Activity — Every record must be reproduced exactly. Leave none out.

====== Records supplied ======

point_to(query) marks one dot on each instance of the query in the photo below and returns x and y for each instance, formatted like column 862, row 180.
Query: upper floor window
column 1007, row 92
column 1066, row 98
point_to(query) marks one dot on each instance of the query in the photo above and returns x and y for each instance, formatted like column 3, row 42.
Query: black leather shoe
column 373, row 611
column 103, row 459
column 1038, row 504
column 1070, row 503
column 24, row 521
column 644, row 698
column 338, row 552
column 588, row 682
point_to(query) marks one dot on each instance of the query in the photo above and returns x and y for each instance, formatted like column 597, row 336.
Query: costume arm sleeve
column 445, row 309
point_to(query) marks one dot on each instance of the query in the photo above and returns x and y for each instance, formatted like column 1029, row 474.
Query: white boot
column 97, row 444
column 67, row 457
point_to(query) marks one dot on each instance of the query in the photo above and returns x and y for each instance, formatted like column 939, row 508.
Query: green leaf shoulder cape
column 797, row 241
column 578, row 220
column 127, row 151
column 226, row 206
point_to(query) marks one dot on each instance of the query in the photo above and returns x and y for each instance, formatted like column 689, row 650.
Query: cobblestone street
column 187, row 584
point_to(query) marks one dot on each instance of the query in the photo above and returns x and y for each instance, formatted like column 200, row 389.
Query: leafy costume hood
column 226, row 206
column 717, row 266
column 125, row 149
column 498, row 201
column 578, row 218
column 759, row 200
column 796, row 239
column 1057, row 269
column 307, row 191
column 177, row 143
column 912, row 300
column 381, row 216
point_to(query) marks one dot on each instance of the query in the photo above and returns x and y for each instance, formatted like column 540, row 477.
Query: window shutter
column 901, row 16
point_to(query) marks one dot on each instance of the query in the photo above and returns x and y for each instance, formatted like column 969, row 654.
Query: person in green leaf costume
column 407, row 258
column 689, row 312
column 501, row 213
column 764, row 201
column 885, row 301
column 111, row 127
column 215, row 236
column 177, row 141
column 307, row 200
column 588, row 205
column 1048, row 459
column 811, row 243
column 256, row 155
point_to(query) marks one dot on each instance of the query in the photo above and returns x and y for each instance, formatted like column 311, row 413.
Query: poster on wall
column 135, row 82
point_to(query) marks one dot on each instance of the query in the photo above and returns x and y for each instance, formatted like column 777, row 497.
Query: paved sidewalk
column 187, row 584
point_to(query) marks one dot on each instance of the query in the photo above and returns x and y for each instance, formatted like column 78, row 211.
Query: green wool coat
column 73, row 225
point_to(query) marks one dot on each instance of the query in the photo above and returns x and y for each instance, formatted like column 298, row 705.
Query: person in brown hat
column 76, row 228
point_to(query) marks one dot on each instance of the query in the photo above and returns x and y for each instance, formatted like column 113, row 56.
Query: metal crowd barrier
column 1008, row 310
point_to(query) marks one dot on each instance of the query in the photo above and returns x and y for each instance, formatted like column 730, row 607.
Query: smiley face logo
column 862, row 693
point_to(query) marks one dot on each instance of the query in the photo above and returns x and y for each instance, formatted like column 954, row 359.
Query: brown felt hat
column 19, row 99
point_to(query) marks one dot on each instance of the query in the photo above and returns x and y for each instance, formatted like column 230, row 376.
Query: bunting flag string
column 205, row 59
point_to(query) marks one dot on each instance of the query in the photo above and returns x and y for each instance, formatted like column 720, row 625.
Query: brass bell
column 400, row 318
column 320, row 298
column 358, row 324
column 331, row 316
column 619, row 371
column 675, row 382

======

Final answer —
point_to(query) marks one dot on each instance of the query in the photo below and returns x and y for each instance, formatted like column 862, row 180.
Query: upper floor window
column 1007, row 92
column 1066, row 98
point_to(query) marks one dot on each instance of the query in the photo above and returns x and y for each instance, formatted like column 3, row 42.
Query: black leather shoe
column 373, row 611
column 103, row 459
column 1038, row 504
column 1070, row 503
column 24, row 521
column 644, row 698
column 338, row 552
column 588, row 682
point_to(query) marks one dot on each instance of the query in the photo above and returns x and y for each instance, formatted like column 597, row 336.
Query: costume arm sleeve
column 445, row 309
point_to(query) marks one dot on each instance of the query in the photo above and returns x and y for each instance, formatted like column 1029, row 474.
Query: white boot
column 97, row 444
column 67, row 457
point_to(query) marks one dot on each instance of the query in the photo above and returns x and y for each instance, formatted like column 939, row 508.
Query: green leaf shoulder cape
column 797, row 241
column 578, row 220
column 127, row 151
column 226, row 206
point_to(query) marks one dot on each instance of the query in the photo above and returns x and y for each instance, formatted like column 689, row 650.
Query: cobblestone street
column 187, row 584
point_to(query) marks one dot on each instance of the query in the photo above and returns x and y for each instance, formatted like column 200, row 389.
Query: leafy costume hood
column 226, row 206
column 717, row 266
column 125, row 149
column 498, row 201
column 578, row 218
column 759, row 200
column 796, row 239
column 1057, row 269
column 307, row 191
column 177, row 143
column 912, row 300
column 381, row 216
point_to(query) marks one dot on each instance of the query in the photo above and returns x and y for each instance, formatted like column 540, row 477.
Query: window shutter
column 901, row 16
point_to(query) marks one dot on each instance of the query in the photo above and returns x and y for each instance, formatted like column 969, row 654.
Query: person in green leaf costume
column 407, row 258
column 689, row 312
column 501, row 213
column 764, row 201
column 885, row 301
column 111, row 127
column 215, row 236
column 177, row 141
column 307, row 200
column 588, row 205
column 1048, row 459
column 811, row 243
column 256, row 155
point_to(query) marks one dot on each instance of the query in the photo above and returns x and y for each instance, formatted like column 311, row 413.
Query: poster on wall
column 135, row 82
point_to(query) marks one dot on each instance of the query in the photo above and returns x and y for each instance, formatted like column 777, row 497.
Query: paved sidewalk
column 187, row 584
point_to(query) marks one dot on each instance of the query in the photo above and returns x and y for each instance, formatted like column 78, row 211.
Query: green wool coat
column 73, row 225
point_to(query) marks one dot on each instance of the query in the photo above and returns x and y for each instance, formatted like column 298, row 705.
Query: person in brown hat
column 76, row 228
point_to(query) marks one dot on each instance of the query in the photo above and returns x and y for each instance, formatted like column 113, row 56.
Query: metal crowd barrier
column 1008, row 310
point_to(query) marks one dot on each instance of the query in the photo above and returns x and y for each instance, formatted like column 730, row 607.
Query: smiley face logo
column 862, row 693
point_to(query) marks one dot on each instance of the query in the photo above and returns x and y for each instance, formatted like column 954, row 359.
Query: brown felt hat
column 19, row 99
point_to(query) marks one dot on each instance of the query in the photo above and returns x and y for each instance, formatted like column 230, row 376.
Query: bunting flag string
column 205, row 59
point_to(query) marks one dot on each instance of the query in the photo above and returns x and y for each instance, formatted like column 720, row 625.
Query: brass bell
column 400, row 318
column 320, row 298
column 358, row 324
column 331, row 316
column 619, row 371
column 675, row 382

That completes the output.